• **SHORT TASK**: Copy the material below line for line, with no changes.

• **INPUT RECORDS**:
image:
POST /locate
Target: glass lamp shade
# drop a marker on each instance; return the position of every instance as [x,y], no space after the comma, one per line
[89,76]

• **FULL RESPONSE**:
image:
POST /locate
Target: glass lamp shade
# drop a marker on each instance; return the position of every instance as [x,y], no space after the comma, one per line
[89,76]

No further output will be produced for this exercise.